> EXCERPTED PASSAGE
>> Begin

I'm walking around, i'm going through my life, i go to work, i take care of my chores and all of a sudden I encounter someone and something inside him begins to shift and move and becomes vibrant and awake, and I'm craving that scintillating experience. Something in my inner world is beginning to light up and come to life, and I'm looking forward to the morning and I'm looking forward to exploring the day and exploring that other person and myself and how our interactions are impacting us and our inner worlds. And I find myself in the midst of spring, of my own love, life. And as that journey continues and I settle into the adventure, all of a sudden I find myself in full swing, full blossom. My life makes sense, i look forward to the morning, i look forward to the experience of the day and I could say to myself maybe it's just endorphins and it's just my hormones are acting out and that's it. There's nothing to it. And yet you ask any person, they'll tell you there's something more taking place, something magical is happening. I'm in the midst of that magical journey of blossoming, of enjoyment. Life is real, life is meaningful, life is special and life with you is special And something about the relationship and my own existence that takes on this deeply meaningful awakeness, it becomes musical. I feel the musical, my soul. I can't touch it, i cannot reduce it to mathematical formula, i cannot give it that full, tangible expression. It's like the wind. I cannot see it, but I feel it and God for some reason imbued us and infused into us that we would have these experiences.

Speaker 1:

I was reading recently a book about relationships and about how to grow and become a better spouse, and the author mentions. Why is it that in the story of Avraham that the angels come to visit him and they tell him where is your wife? and the commentaries explain that they wanted to bring out in view more love between these two people. Who are these two people? A 99 year old man and an 89 year old woman. And yet the courtship goes on. The experience of deep love, of connection, of the sensation and feeling of craving connection continues to live on, even in an older body. And so that experience of love, romantic connection, is not just something that happens in these 20 year old bodies that are craving intimacy, affection, acceptance, celebration.

>> End

> PROVIDED INFORMATION
>> Begin

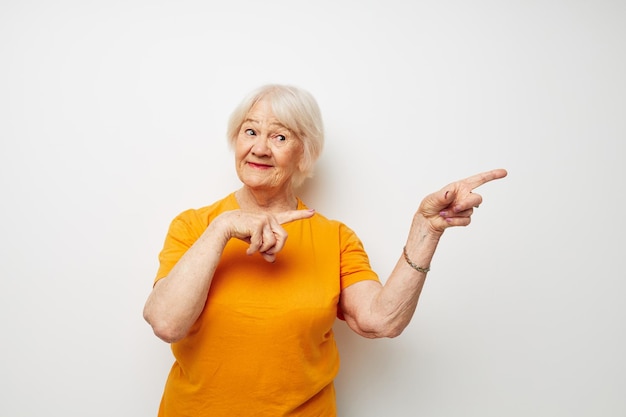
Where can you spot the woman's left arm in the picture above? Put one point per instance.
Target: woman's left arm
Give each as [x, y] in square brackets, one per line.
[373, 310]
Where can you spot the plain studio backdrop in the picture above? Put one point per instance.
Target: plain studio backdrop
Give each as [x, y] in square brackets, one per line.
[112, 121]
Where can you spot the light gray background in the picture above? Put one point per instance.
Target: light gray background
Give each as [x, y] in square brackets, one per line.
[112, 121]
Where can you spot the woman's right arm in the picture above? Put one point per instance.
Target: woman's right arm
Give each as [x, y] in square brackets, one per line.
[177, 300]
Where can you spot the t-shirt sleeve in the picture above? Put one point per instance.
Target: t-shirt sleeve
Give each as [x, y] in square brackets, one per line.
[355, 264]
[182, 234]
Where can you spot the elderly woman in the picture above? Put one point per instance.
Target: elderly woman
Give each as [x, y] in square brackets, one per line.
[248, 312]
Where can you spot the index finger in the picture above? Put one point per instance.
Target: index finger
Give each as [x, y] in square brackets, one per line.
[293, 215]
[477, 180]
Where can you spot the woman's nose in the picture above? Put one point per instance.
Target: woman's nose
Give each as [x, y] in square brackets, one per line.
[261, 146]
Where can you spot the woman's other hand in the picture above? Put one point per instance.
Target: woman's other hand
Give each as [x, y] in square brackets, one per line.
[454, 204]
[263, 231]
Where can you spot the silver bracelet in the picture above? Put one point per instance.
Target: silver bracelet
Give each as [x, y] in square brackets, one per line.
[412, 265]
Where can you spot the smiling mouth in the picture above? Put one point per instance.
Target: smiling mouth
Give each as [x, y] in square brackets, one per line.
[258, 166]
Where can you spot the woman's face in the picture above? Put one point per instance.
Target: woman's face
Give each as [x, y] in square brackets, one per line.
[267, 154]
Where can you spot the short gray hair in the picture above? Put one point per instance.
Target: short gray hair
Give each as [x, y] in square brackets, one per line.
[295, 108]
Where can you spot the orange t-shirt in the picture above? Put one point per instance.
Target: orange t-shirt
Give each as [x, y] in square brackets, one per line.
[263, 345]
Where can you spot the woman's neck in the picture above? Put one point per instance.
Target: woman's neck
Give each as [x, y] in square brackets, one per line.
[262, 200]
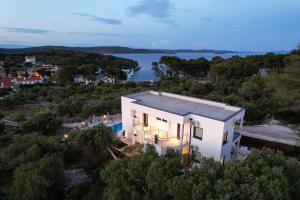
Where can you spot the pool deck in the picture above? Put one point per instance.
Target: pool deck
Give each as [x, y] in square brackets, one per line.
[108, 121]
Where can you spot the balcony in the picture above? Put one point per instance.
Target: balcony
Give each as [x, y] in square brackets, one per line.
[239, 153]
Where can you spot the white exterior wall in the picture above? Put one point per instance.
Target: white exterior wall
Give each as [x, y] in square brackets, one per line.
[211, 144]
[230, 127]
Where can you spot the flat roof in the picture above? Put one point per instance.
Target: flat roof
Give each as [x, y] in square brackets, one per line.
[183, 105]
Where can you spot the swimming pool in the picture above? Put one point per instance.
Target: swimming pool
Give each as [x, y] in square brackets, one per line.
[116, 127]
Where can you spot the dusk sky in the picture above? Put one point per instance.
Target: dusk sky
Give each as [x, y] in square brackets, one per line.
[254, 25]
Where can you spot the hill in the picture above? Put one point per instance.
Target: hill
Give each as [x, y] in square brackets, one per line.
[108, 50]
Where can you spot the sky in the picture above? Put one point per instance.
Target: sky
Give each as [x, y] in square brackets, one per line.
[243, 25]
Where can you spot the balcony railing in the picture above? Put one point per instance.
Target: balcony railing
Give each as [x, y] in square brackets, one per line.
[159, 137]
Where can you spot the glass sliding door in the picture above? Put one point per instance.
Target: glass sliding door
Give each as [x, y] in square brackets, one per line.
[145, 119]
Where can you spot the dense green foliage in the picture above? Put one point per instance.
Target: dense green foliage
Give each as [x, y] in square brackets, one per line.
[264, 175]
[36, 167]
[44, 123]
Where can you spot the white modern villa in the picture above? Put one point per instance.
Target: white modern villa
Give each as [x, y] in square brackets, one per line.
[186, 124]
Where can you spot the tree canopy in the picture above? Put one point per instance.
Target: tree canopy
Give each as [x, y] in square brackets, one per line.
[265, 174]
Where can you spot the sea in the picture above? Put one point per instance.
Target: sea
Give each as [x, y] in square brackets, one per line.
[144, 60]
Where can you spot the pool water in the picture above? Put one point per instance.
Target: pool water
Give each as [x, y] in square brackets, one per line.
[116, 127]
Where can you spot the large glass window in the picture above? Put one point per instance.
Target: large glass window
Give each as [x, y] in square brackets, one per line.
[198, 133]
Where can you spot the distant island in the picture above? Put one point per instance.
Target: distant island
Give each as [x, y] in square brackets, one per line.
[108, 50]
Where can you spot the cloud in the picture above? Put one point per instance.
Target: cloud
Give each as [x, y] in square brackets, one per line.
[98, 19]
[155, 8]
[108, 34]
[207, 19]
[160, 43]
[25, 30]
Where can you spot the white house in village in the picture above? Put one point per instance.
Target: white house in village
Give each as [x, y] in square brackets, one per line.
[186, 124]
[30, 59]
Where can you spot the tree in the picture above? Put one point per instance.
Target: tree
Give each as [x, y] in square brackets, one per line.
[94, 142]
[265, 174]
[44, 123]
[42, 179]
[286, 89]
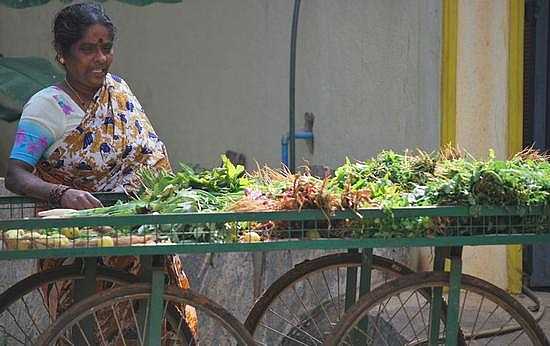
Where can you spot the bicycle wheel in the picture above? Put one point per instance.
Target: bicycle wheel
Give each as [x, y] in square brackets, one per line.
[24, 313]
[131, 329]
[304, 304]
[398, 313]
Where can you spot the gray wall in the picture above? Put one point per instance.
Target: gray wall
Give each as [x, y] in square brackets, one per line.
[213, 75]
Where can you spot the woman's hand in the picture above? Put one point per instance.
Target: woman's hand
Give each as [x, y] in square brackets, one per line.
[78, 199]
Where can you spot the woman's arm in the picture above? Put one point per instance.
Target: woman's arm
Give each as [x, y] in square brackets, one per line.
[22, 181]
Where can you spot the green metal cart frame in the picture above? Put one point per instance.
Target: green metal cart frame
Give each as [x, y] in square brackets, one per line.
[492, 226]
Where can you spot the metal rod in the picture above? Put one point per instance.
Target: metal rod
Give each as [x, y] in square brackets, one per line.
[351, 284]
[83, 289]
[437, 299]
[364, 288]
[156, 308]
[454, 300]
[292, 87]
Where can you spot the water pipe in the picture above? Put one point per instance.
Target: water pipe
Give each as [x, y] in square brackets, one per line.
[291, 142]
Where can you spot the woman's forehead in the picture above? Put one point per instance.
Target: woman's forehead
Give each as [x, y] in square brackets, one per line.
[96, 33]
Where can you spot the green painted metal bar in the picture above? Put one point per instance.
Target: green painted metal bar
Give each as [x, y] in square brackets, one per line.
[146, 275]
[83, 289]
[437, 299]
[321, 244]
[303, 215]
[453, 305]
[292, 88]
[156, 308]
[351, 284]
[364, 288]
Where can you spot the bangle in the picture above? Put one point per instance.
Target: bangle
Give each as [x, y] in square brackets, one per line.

>> End
>> Begin

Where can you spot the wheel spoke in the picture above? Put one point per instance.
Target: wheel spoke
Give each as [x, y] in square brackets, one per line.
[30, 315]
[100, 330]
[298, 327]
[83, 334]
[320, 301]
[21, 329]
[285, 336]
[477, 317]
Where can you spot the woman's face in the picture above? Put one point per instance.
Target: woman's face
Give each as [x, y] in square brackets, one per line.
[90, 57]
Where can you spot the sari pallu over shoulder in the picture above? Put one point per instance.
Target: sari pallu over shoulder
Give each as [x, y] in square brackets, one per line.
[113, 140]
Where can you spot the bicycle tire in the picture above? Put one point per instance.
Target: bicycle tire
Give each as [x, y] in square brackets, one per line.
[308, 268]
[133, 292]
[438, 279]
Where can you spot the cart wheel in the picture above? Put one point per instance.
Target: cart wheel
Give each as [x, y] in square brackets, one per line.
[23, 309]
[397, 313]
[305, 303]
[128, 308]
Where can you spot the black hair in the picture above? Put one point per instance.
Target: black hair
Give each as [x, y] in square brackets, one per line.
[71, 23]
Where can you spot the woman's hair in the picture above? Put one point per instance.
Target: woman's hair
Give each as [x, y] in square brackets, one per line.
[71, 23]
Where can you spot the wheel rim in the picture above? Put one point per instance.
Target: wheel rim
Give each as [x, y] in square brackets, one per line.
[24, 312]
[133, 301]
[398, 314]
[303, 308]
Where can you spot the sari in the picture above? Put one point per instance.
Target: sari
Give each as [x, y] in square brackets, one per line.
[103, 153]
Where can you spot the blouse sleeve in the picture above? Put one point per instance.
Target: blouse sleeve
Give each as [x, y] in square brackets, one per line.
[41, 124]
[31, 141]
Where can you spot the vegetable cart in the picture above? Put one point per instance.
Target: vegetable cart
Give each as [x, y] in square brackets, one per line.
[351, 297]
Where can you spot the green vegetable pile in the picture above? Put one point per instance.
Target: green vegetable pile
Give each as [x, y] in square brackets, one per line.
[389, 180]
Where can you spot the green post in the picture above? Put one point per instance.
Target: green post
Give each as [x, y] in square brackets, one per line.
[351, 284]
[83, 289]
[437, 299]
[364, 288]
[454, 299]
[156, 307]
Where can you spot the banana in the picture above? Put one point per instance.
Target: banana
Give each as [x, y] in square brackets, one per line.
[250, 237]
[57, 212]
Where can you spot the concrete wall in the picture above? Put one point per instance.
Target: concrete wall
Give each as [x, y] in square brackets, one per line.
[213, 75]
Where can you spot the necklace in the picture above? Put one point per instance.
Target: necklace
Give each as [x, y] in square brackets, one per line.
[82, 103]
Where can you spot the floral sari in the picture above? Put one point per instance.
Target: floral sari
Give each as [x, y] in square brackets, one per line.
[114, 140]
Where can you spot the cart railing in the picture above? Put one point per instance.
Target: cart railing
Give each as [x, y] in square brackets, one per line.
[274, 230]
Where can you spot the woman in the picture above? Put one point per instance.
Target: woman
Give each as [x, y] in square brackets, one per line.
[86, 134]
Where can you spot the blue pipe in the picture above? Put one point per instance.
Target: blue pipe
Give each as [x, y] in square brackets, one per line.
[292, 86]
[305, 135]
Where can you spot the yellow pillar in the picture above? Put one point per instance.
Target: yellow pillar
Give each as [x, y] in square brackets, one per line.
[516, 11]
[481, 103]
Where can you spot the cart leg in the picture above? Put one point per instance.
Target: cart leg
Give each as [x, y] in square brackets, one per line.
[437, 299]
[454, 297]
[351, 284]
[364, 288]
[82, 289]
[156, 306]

>> End

> EXERCISES TO COMPLETE
- 1) Decide whether each statement agrees with the passage on love and connection, answering yes or no and quoting the deciding words of the passage: (a) The speaker says the feeling can be reduced to a mathematical formula. (b) The couple in the story is described as a 99-year-old man and an 89-year-old woman. (c) The speaker likens the feeling to the wind.
- 2) Summarize the passage on love and connection in two sentences.
- 3) Proceed with the passage on love and connection from the point where it stops, adding one paragraph.
The rows come from a different source than the passage on love and connection.

> EXPECTED RESULTS
- 1)
(a) No: "i cannot reduce it to mathematical formula"
(b) Yes: "A 99 year old man and an 89 year old woman."
(c) Yes: "It's like the wind."

- 2) The speaker describes how meeting someone can awaken a vibrant, meaningful, almost musical inner life that seems to be more than hormones, cannot be reduced to a formula, and was instilled in people by God. Citing the angels who asked Avraham where his wife was, the speaker argues that deep love and the craving for connection continue even in an elderly couple, not only in young bodies.

- 3)
Speaker 1:

No, it goes on through all of our lives, and that season is available to all of us at all phases of our journeys While we are young and building families, while our children growing up and even while we become empty nesters. And we may wonder now what's next? Is our season of our relationship is dying? Are we heading back to winter? And the reality is is the seasons of relationship are available in all ages, in all stages, and as we'll explore this further, we'll see that it doesn't just something that takes place based on our ages, it's something that we can experience, introduce into our lives at any stage, at any age.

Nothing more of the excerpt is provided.